■ PARTS OF THE EXERCISE ■
1. Does each statement agree with the text on the history of KC Masterpiece? Answer yes or no, and quote the words of the text that decide it: (a) The sauce's original formula had only five ingredients. (b) Most Kansas City area brokerages were eager to take on the new sauces. (c) The two Muschup varieties did as well in the demonstrations as the barbecue sauce.
2. Write the next paragraph of the text on the history of KC Masterpiece, starting after its final sentence.

■ QUOTED TEXT ■
---------------

Initially, Davis named his sauce "KC Soul Style Barbecue Sauce" and the original formula consisted of only five ingredients. He later renamed it "KC Masterpiece". He presented his sauce to several Kansas City area food brokers with the intention of marketing it to the public through retail supermarket distribution. During this same time, he also presented Muschup (a combination of ketchup and mustard) and Dilled Muschup (a combination of ketchup, mustard, and dill relish). Most of the area brokerages were reluctant to give the upstart sauces a chance.   

Eventually, Davis met with Jim Flynn of Flynn Brokerage, who sampled the sauces and immediately saw the barbeque sauce’s potential to introduce an innovative product to an underserved sector of the retail market. Flynn began a grassroots marketing strategy, targeting local supermarkets with food sample demonstrations. The barbeque sauce sold more than 3,000 cases (36,000 bottles) the first weekend, and the stores actually ran out of inventory. The two Muschup varieties were also demonstrated but did not fare as well. In the following months and years, KC Masterpiece sales grew exponentially.

---------------

■ Labels for object points ■
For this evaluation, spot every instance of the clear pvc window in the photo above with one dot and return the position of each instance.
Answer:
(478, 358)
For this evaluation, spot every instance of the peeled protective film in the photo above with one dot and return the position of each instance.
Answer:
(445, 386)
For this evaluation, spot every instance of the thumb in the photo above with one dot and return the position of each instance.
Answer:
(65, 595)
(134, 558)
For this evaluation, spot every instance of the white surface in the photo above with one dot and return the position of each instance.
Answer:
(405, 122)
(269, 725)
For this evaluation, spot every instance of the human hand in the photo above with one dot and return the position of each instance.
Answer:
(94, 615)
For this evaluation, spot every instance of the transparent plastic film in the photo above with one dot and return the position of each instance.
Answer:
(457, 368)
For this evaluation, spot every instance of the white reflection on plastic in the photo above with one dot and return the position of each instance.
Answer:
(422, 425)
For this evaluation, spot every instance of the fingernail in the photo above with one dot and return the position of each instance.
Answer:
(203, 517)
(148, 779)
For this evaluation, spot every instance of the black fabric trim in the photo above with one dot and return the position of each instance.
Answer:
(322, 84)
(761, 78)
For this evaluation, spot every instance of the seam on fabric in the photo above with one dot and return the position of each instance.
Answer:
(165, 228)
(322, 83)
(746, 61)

---------------

■ PER-TASK OUTPUTS ■
1.
(a) Yes: "the original formula consisted of only five ingredients"
(b) No: "Most of the area brokerages were reluctant to give the upstart sauces a chance."
(c) No: "The two Muschup varieties were also demonstrated but did not fare as well."

2.
In 1986, after nearly ten years of success in the Kansas City area, Davis received an offer to sell the KC Masterpiece brand to the  Kingsford charcoal division of The HV Food Products Company (formally known as Hidden Valley Ranch Food Products, Inc.), which operates as a subsidiary of the Clorox Company, with an eye to marketing the sauce nationwide. In the agreement, Davis retained the right to use the sauce in restaurants that he was developing. Of the several restaurants that were subsequently opened, all eventually closed, the last one in 2009.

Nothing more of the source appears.